* LISTED RECORDS
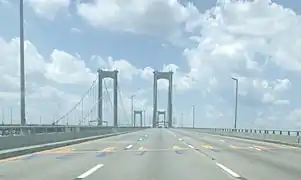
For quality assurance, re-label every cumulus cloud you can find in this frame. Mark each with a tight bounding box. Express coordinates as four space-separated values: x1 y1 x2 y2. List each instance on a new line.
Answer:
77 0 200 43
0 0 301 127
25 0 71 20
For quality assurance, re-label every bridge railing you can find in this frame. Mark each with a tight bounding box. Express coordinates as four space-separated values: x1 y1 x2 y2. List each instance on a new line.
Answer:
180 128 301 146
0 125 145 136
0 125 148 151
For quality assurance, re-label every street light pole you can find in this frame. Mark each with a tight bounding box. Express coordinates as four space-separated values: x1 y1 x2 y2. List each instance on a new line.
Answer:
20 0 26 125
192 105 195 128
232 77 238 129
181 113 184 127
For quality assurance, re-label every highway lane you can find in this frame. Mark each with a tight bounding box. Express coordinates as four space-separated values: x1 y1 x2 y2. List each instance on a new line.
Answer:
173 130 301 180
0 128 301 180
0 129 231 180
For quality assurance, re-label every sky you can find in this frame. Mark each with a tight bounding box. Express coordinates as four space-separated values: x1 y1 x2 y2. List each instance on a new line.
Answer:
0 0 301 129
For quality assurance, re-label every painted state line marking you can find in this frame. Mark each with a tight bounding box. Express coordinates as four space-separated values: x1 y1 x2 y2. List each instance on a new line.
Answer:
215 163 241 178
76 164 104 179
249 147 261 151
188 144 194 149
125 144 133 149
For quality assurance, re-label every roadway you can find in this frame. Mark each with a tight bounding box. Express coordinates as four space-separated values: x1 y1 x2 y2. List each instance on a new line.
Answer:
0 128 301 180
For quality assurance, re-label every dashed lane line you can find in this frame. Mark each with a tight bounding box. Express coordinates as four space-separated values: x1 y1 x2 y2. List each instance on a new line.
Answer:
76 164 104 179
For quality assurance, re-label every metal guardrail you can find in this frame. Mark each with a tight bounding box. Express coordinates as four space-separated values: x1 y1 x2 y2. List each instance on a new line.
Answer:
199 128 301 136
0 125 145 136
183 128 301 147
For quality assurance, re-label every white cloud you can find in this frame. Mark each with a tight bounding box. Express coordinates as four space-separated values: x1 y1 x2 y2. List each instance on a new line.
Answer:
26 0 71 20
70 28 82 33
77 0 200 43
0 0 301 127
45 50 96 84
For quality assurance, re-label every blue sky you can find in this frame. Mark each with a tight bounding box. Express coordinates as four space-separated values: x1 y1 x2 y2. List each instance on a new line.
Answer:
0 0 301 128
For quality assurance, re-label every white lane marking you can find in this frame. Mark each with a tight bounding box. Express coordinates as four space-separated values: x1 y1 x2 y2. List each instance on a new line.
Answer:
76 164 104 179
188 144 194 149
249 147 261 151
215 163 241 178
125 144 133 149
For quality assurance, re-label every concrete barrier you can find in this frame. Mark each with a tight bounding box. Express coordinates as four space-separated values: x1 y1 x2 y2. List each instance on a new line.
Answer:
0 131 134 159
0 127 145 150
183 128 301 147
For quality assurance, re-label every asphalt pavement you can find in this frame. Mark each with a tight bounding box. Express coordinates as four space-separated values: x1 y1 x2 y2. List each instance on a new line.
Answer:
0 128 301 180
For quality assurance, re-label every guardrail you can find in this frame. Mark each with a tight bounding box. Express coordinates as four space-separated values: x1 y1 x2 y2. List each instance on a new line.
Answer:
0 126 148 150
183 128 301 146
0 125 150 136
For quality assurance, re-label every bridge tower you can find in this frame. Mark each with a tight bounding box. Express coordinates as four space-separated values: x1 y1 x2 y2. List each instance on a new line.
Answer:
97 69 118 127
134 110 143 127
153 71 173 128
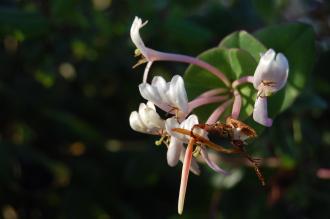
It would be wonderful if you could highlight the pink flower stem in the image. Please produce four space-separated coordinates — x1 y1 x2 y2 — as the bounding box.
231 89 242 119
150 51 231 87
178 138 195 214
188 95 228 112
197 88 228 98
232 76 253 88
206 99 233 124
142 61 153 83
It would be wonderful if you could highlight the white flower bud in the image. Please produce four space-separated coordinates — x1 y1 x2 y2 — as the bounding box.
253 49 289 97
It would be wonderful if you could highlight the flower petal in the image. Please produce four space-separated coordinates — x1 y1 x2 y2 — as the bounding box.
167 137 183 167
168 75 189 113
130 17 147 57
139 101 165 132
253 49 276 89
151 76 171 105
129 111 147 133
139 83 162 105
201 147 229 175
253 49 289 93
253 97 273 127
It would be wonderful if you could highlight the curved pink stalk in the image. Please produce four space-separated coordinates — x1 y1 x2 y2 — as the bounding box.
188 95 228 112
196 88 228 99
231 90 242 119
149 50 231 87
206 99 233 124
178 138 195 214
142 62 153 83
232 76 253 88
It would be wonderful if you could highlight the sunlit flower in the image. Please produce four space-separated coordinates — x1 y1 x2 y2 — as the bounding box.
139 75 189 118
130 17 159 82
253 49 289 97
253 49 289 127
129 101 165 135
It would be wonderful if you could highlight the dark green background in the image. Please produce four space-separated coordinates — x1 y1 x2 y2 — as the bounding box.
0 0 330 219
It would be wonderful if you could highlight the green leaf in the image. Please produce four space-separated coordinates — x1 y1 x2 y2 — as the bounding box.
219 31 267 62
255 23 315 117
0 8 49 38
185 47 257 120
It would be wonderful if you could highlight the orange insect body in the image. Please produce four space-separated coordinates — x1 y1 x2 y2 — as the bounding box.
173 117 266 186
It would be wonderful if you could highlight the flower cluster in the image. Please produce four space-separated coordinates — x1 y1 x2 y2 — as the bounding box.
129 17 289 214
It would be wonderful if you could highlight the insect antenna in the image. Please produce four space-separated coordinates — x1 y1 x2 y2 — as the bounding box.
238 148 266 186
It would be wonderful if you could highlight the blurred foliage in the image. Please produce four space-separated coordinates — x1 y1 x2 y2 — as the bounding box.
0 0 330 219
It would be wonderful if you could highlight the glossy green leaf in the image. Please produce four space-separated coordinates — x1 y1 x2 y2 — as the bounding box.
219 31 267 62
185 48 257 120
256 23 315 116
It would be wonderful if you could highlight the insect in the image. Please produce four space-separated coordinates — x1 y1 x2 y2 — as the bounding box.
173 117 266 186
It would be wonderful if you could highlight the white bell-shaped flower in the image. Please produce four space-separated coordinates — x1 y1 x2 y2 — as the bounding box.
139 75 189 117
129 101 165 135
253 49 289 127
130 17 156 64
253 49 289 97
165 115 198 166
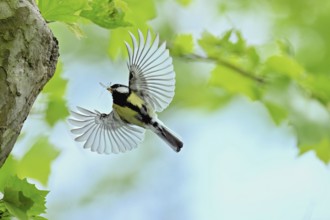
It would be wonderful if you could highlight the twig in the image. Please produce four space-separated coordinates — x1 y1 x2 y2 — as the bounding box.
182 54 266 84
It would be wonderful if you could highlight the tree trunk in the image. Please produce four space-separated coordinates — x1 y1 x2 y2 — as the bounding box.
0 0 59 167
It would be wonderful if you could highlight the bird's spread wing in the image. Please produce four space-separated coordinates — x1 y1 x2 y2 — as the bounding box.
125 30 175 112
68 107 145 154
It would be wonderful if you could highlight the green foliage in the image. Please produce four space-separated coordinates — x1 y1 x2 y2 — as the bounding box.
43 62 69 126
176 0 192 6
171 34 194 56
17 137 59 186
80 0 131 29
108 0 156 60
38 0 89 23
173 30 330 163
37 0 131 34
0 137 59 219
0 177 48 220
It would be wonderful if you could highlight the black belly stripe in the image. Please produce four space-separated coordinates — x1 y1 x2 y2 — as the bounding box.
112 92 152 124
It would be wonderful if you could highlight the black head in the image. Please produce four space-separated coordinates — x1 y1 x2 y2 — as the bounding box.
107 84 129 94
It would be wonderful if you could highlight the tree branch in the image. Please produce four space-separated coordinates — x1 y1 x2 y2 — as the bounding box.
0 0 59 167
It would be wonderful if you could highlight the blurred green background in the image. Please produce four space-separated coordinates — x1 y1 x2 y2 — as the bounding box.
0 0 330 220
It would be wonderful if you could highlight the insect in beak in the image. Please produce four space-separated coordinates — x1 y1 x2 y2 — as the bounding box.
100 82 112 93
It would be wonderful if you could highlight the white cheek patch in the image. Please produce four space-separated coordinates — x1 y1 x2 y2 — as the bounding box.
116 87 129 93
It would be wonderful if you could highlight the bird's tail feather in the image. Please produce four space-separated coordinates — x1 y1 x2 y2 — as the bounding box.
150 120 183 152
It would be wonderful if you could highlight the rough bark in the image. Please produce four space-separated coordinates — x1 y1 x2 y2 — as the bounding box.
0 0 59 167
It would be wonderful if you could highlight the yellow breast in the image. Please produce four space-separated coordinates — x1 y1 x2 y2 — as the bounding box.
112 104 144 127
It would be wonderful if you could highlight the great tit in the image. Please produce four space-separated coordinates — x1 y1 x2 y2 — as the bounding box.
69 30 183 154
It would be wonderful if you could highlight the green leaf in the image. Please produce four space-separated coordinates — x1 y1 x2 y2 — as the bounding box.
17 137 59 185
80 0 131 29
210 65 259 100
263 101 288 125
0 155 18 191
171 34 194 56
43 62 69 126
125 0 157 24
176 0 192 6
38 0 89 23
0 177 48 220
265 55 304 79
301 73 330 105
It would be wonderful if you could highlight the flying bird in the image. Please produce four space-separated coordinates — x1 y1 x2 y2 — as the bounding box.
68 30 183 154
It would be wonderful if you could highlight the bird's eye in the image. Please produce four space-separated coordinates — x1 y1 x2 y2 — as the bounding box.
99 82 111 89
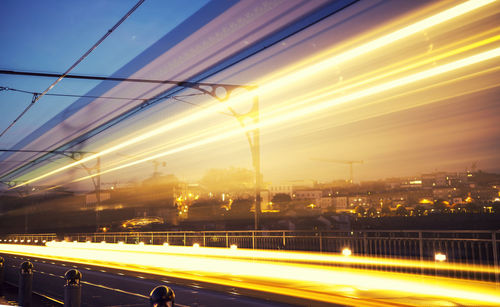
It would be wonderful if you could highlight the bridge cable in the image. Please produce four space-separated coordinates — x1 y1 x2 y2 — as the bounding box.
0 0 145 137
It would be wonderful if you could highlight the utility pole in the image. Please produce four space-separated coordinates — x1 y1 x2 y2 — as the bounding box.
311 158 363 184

* YOUR TASK
Reproduce the data from the line containing "It would be wonderful if you could highlight the yellow" through the line containing "69 30 183 154", both inclusive, replacing "highlight" with "outline" and leaving everything else unchanged. Give only those lines.

* RESPONSE TO THE TASK
It would be wonderful if you could outline the yellow breast in the image. Please produce four space-separated coordinates — x1 y1 x2 y2 — as the bounding box.
112 104 144 127
It would be wonderful if you could outline the great tit in the image. Please produce four space-separated coordinates — x1 y1 x2 y2 — as the bounding box.
69 30 183 154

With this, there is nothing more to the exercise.